**INSTRUCTIONS TO FOLLOW**
Only those lines in the data below from the line containing "Target: red downspout" through the line containing "column 241, row 39", both included, should be restated word for word.

#### TASK DATA

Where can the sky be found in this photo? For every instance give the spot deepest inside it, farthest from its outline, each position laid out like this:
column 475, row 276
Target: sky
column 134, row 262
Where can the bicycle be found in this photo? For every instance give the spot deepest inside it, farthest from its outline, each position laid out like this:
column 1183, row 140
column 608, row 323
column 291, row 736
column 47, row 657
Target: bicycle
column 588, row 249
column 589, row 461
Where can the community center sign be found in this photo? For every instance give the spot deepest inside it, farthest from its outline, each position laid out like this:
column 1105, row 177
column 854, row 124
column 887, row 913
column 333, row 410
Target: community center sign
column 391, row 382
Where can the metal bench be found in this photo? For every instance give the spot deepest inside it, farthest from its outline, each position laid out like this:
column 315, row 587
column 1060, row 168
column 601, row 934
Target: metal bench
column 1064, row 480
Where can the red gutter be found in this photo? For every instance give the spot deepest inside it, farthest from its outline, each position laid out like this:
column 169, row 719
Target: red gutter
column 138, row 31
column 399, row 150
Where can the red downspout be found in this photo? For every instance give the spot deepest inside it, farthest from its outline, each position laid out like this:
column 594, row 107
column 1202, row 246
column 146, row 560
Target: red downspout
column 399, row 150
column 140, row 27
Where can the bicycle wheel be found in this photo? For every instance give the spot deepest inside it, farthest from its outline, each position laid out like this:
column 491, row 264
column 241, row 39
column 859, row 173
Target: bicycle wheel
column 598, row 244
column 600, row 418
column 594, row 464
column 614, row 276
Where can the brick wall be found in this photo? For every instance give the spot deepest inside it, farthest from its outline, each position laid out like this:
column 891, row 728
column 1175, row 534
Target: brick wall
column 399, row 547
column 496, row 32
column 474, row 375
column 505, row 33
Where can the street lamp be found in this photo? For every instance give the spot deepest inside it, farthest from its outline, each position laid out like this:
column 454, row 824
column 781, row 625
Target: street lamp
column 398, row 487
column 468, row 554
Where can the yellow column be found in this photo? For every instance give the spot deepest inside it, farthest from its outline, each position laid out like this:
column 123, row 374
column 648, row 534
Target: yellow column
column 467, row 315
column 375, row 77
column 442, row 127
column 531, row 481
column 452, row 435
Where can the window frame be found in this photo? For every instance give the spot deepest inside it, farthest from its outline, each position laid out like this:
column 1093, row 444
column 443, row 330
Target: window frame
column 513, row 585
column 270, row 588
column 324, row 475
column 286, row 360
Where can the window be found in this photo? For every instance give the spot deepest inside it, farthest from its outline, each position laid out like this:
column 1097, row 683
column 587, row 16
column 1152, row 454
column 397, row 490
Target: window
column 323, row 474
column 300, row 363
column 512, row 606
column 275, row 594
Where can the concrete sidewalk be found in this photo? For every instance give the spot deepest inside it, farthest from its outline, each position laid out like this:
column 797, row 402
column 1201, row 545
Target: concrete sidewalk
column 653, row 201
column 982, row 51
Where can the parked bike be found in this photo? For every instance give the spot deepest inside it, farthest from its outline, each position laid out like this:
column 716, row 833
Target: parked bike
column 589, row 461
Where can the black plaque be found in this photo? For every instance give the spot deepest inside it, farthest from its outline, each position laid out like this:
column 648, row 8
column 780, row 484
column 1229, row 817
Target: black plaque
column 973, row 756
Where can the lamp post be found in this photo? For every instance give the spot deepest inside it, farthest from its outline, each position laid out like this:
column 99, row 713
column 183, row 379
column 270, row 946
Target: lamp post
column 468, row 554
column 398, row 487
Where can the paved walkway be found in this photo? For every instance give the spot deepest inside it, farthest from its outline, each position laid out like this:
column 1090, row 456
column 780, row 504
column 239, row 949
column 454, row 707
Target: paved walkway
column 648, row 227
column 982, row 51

########

**WRITTEN REPLY**
Target: red downspout
column 399, row 150
column 140, row 27
Where can the bicycle wheel be found in this photo? For every instance give the spot deepest inside it, farthest from its outline, each position laid out like this:
column 491, row 264
column 241, row 39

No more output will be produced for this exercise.